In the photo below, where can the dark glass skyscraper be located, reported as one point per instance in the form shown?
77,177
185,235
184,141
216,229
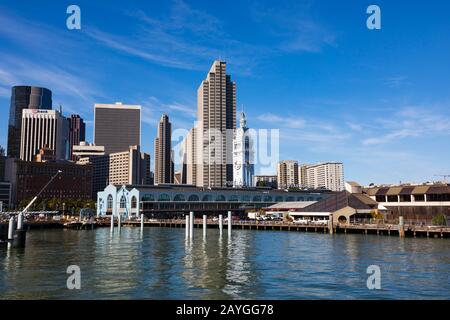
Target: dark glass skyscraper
117,126
163,152
77,132
24,97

---------------

> **Task statement**: Output the whole of the data, unchanged; keep the pictures out.

> **The completed task**:
In the photo below, where can the dark glass skyscraper be located, reported as one point per instance in the form shown?
77,177
185,235
184,141
216,229
Target: dark glass skyscraper
117,126
163,152
77,132
24,97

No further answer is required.